Voilà le but et la portée de ces paroles ; c’est le stratégiste, le parlementaire qui tenait un tel langage ; mais de Peel à Peel lui-même nous en appelons de la véritable pensée qui a présidé à cette grande révolution économique, nous nous référons à l’admirable discours dont nous venons de citer la péroraison. Ici, le tacticien parlementaire n’avait que faire d’essayer à être habile, il venait d’être vaincu, mis en minorité, il descendait du pouvoir, et c’est à ce moment que parlant en toute sincérité, sans arrière-pensée aucune, il a révélé la véritable portée de l’œuvre accomplie : « Désormais le peuple anglais aura du pain en abondance et sans payer de taxes injustes ». Ce discours est conforme à ceux des orateurs de la Ligue, et c’est ce qui achève de prouver qu’il est l’expression de la vérité historique : il est d’accord avec ceux des Cobden, des Bright, des Fox, en un mot avec le programme de la Ligue dont le vote du Parlement assurait le triomphe.

Dès lors l’objection qu’on nous oppose est sans valeur aucune et ce qu’il faut retenir, c’est que, sur les ruines du monopole, les Anglais ont organisé le régime du libre-échange sans condition, sans réciprocité exigée des autres libre échange unilatéral, one-sided.

Voilà l’histoire de cette grande révolution économique ; si la France fête cette année le centenaire de sa glorieuse révolution de 1789, l’Angleterre pourra célébrer dans un demi-siècle, à aussi juste titre, le centenaire de la révolution non moins féconde ni moins glorieuse opérée en 1846. Si nous n’étions retenu par les limites de ce travail, il nous serait facile, en effet, de montrer les conséquences bienfaisantes de cette réforme, non pas au point de vue anglais seulement, mais à un point de vue général, dans l’intérêt de la liberté et de la paix du monde entier, et combien est-elle vraie cette belle devise du Cobden Club : « Liberté du commerce, paix, amitié entre les nations ».

**Consigne donnée A:** Recopiez le passage de l'extrait sur le libre-échange anglais compris entre « Dès lors l’objection » et « échange unilatéral, one-sided. », ces deux bornes incluses.
**Consigne donnée B:**
Répondez aux questions suivantes à partir de l'extrait sur le libre-échange anglais :
(i) En quelle année l'Angleterre a-t-elle opéré sa révolution économique ?
(ii) Quelle est la devise du Cobden Club citée ?
(iii) Avec les discours de quels orateurs le discours de Peel est-il dit d'accord ?
**Consigne donnée C:** Reprenez le texte sur la révolution économique anglaise et poursuivez-le à partir de sa dernière phrase.
Les entrées proviennent d'une source distincte de celle de l'extrait.

**Entrées listées:**

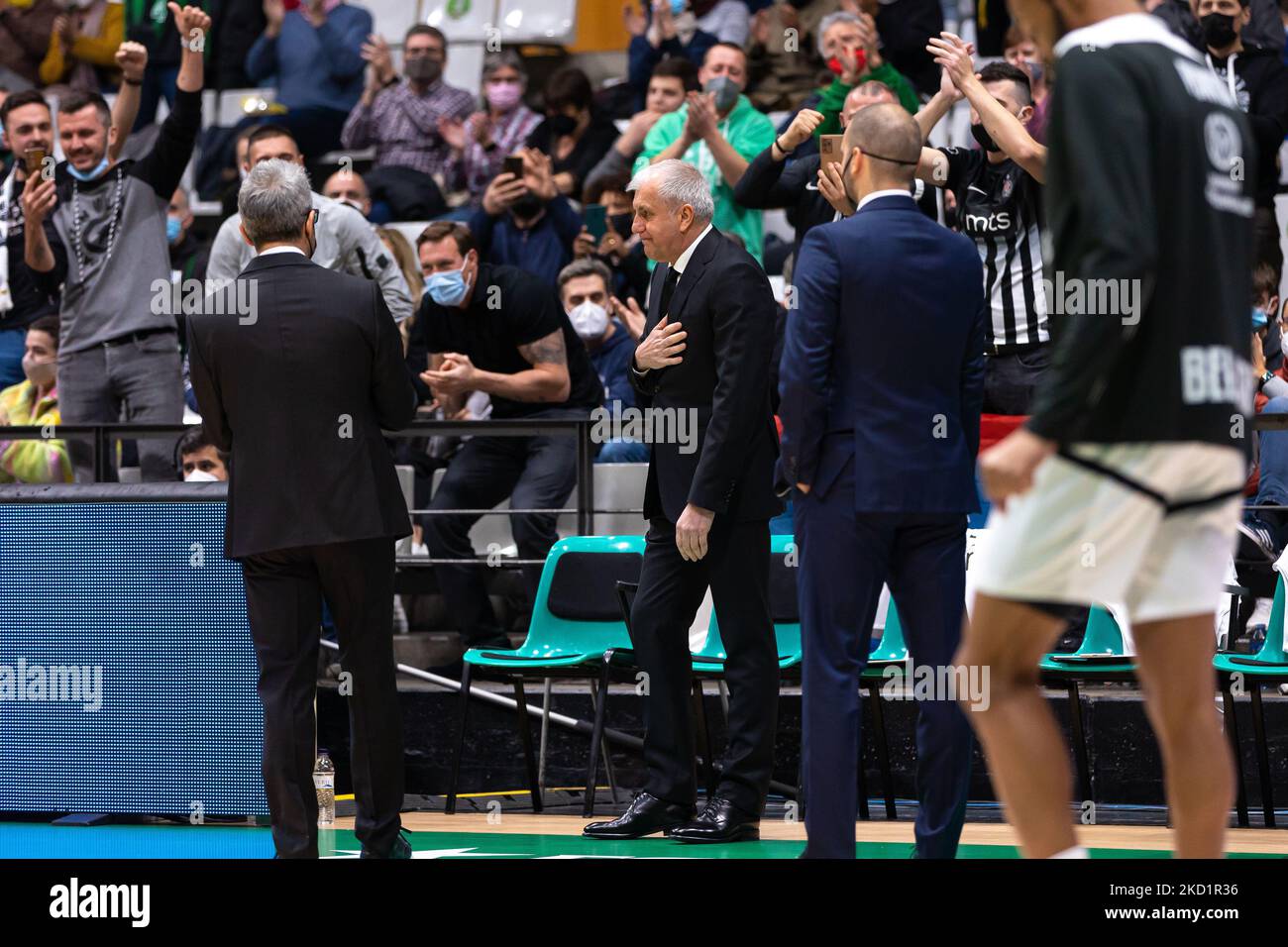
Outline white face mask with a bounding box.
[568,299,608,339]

--

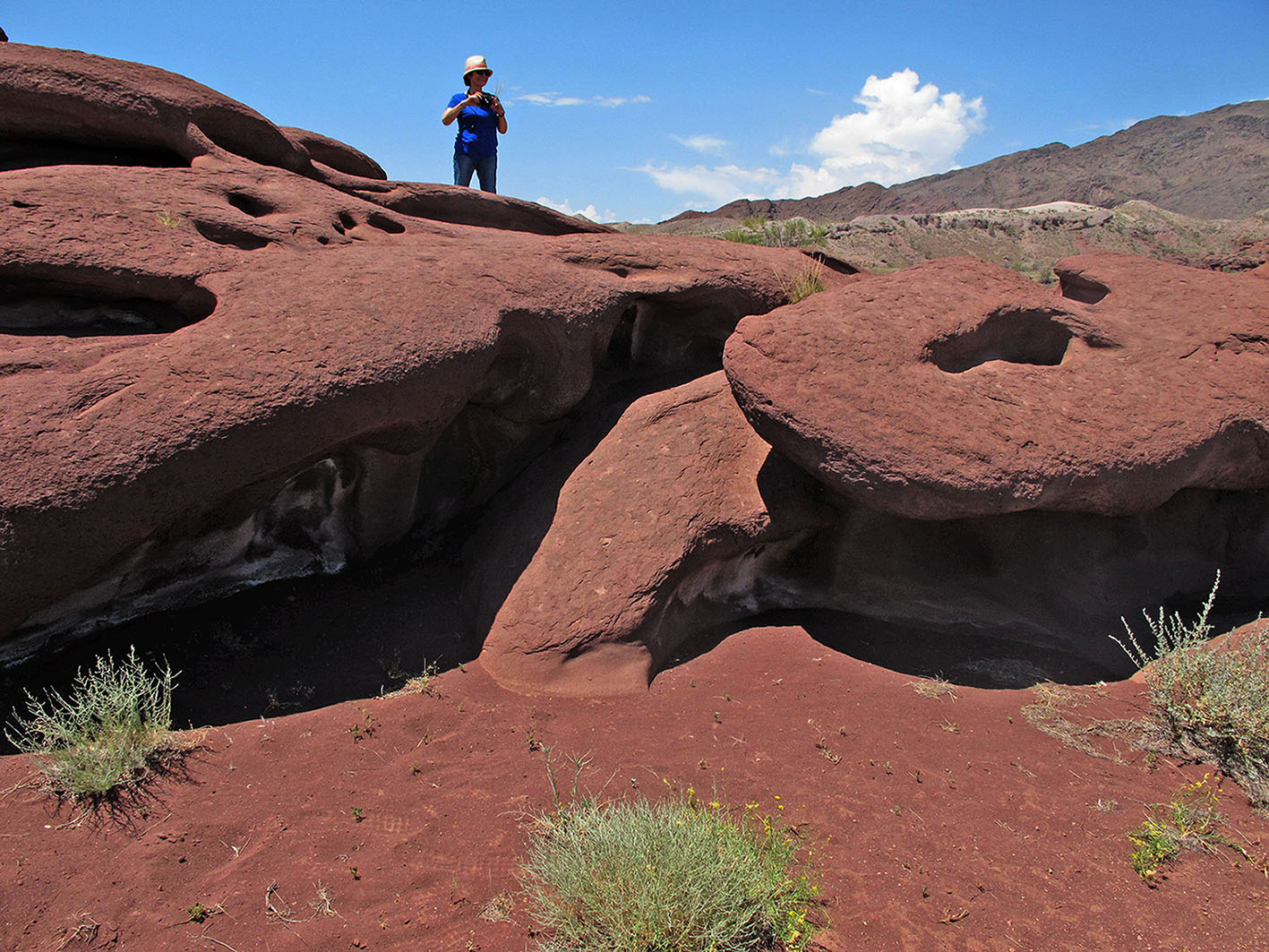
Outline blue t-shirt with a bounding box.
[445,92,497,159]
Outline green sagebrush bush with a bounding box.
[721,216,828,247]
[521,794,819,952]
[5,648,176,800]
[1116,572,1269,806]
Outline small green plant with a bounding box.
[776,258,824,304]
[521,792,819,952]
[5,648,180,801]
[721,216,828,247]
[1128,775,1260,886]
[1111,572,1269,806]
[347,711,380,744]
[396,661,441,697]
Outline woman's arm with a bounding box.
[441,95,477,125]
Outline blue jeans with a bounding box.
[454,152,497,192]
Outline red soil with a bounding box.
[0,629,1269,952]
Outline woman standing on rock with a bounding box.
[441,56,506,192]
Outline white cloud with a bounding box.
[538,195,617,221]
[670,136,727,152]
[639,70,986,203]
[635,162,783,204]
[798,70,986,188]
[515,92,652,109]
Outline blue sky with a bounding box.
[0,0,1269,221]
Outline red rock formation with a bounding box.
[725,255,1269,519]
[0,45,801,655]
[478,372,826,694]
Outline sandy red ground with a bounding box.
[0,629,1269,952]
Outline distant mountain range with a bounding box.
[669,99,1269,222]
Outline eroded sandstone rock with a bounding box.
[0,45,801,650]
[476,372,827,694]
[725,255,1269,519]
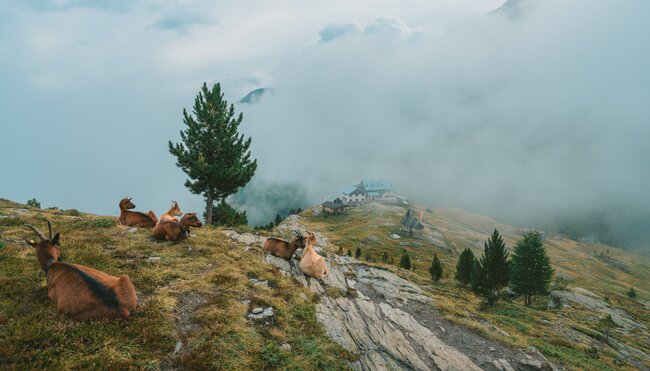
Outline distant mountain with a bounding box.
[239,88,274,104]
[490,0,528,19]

...

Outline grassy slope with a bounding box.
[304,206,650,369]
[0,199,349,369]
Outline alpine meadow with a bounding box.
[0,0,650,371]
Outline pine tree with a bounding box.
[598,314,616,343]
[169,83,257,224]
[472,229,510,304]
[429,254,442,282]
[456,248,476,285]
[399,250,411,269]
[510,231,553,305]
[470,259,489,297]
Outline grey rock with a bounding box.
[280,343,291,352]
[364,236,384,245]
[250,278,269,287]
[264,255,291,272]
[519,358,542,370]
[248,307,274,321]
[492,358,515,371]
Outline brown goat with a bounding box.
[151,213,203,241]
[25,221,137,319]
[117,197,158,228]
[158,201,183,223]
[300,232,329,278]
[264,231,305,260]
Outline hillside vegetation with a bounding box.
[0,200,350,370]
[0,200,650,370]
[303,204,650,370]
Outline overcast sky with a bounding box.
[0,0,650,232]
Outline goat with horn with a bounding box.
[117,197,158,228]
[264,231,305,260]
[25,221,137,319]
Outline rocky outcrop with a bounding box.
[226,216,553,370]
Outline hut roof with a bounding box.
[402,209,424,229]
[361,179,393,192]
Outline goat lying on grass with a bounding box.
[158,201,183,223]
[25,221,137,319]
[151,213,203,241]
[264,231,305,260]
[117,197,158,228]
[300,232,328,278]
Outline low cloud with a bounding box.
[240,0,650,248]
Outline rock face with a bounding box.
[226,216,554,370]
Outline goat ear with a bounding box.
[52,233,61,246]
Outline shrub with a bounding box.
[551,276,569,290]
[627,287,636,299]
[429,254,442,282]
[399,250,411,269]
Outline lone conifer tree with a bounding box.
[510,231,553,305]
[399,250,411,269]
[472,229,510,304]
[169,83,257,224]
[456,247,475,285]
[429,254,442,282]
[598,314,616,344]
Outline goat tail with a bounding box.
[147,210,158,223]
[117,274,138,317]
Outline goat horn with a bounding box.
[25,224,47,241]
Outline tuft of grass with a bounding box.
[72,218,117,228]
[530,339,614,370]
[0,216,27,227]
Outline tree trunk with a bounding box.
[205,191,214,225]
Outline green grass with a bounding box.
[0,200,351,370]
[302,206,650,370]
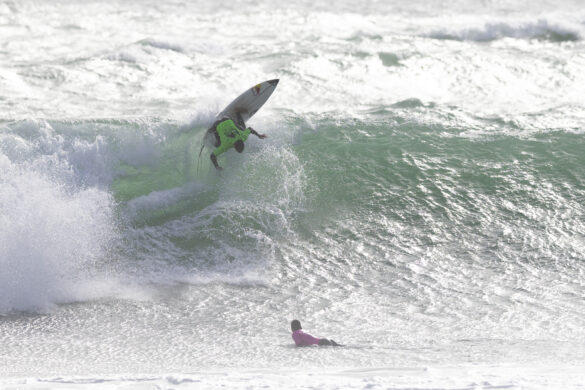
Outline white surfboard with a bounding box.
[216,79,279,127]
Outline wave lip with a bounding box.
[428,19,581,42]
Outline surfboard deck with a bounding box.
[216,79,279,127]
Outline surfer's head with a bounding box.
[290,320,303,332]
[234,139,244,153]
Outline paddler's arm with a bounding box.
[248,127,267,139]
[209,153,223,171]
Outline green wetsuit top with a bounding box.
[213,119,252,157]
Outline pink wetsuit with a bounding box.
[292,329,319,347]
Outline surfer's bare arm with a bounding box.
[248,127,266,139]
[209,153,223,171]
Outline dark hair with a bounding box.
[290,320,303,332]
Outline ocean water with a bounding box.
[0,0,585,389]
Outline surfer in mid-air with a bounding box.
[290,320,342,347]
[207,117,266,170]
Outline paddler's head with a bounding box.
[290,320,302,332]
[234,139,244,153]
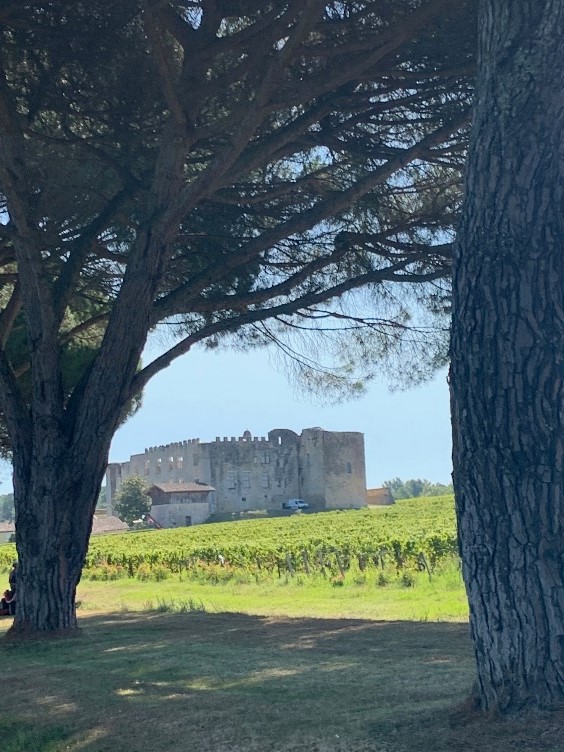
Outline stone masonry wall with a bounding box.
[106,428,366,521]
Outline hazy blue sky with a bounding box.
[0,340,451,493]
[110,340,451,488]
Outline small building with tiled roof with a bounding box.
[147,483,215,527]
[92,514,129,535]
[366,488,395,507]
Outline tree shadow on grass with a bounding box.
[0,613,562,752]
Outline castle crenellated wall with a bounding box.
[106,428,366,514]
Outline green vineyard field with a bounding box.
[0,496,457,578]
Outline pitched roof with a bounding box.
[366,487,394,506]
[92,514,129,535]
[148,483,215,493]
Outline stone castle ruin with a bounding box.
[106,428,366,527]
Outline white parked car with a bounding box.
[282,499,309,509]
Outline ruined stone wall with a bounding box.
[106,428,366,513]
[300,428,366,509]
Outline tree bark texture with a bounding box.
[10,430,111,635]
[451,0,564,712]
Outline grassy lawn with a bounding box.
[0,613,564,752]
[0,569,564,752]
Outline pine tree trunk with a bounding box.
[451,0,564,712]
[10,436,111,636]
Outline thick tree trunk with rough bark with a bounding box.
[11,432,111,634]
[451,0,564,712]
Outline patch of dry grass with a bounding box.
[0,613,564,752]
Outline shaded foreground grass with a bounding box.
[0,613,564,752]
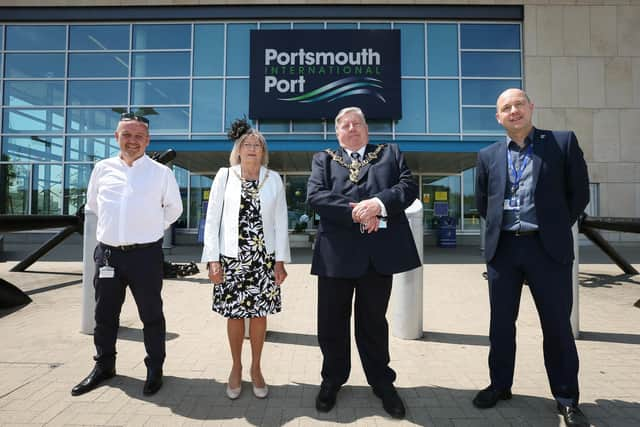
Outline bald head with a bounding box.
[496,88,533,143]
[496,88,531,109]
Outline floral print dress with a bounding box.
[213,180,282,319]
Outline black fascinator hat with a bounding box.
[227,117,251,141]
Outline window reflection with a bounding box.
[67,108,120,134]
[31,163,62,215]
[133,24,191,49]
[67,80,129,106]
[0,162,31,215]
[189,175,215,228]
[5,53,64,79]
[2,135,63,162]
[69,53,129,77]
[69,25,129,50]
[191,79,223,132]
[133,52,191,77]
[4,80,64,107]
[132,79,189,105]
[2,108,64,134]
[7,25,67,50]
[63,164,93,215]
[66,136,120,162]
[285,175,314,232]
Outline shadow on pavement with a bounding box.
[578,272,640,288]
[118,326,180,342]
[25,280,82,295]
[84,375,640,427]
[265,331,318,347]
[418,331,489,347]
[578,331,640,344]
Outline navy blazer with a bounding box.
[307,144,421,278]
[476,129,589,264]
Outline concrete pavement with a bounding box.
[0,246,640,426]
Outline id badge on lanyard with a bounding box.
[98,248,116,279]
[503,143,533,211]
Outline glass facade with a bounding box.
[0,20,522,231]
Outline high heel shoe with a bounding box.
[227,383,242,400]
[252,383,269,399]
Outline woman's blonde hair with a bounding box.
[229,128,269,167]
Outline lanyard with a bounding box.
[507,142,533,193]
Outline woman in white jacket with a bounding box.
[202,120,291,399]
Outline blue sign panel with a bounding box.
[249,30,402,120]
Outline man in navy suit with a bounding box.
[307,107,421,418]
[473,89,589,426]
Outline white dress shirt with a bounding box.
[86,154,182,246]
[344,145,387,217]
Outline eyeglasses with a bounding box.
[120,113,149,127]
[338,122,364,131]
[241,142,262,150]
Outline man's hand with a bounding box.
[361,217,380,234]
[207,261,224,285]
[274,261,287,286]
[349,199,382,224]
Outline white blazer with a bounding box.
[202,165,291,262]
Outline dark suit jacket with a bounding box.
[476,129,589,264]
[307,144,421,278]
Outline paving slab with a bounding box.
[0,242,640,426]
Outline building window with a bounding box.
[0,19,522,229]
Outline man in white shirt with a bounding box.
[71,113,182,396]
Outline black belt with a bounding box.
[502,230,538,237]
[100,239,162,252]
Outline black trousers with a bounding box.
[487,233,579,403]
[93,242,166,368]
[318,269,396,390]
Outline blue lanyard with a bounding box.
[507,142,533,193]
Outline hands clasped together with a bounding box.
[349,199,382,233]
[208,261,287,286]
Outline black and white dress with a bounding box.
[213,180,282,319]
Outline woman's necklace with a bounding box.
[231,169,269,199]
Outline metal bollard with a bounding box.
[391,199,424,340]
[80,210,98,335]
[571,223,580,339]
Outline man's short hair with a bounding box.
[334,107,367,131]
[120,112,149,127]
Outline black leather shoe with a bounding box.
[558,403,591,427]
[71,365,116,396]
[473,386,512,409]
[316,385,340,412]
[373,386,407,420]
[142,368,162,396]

**Réponse rédigée A:**
Dès lors l’objection qu’on nous oppose est sans valeur aucune et ce qu’il faut retenir, c’est que, sur les ruines du monopole, les Anglais ont organisé le régime du libre-échange sans condition, sans réciprocité exigée des autres libre échange unilatéral, one-sided.

**Réponse rédigée B:**
(i) En 1846.
(ii) « Liberté du commerce, paix, amitié entre les nations ».
(iii) Avec ceux de Cobden, de Bright et de Fox.

**Réponse rédigée C:**
Que devient dès lors la légende protectionniste, cette légende du libre-échange organisé par l’aristocratie anglaise en vue de l’exportation et de l’écrasement des industries des autres peuples ? Sunt verba et voces, et præterea nihil ! L’histoire donne à cette légende un démenti formel, catégorique : ce qui en ressort avec l’éclat de l’évidence, c’est que la liberté du commerce a été établie en vue de la consommation intérieure, pour assurer au peuple anglais du pain en abondance et sans payer de taxe (c’est le mot de Peel), c’est que cette liberté a été établie sans condition de réciprocité, si bien qu’à cette heure, l’Angleterre reçoit dans ses ports en franchise les produits des autres nations, alors que ses produits manufacturés sont grevés de lourdes taxes aux frontières des autres peuples ou repoussés par des droits prohibitifs, et cela même dans ses propres colonies, par exemple au Canada et à Victoria en Australie.

En présence de ces faits certains, précis, irrécusables, il est difficile de ne pas protester avec indignation contre la légende protectionniste, contre cette falsification audacieuse de la vérité historique si légèrement acceptée, sans examen, sans contrôle sérieux, ce qui est plus grave, et enseignée dans nos écoles par des écrivains tels que l’honorable professeur de Paris, M. Cauwès.

Que vaut un système qui a besoin pour se soutenir d’avoir recours à de pareils moyens de propagande ?

La moralité de ses moyens indique suffisamment la moralité du but poursuivi, et il nous sera permis, en terminant, de dire que c’est pour les amis de la liberté une satisfaction grande de n’avoir besoin pour la défense de leur noble cliente que d’exposer les faits dans leur simplicité et leur exactitude.

E. MARTINEAU.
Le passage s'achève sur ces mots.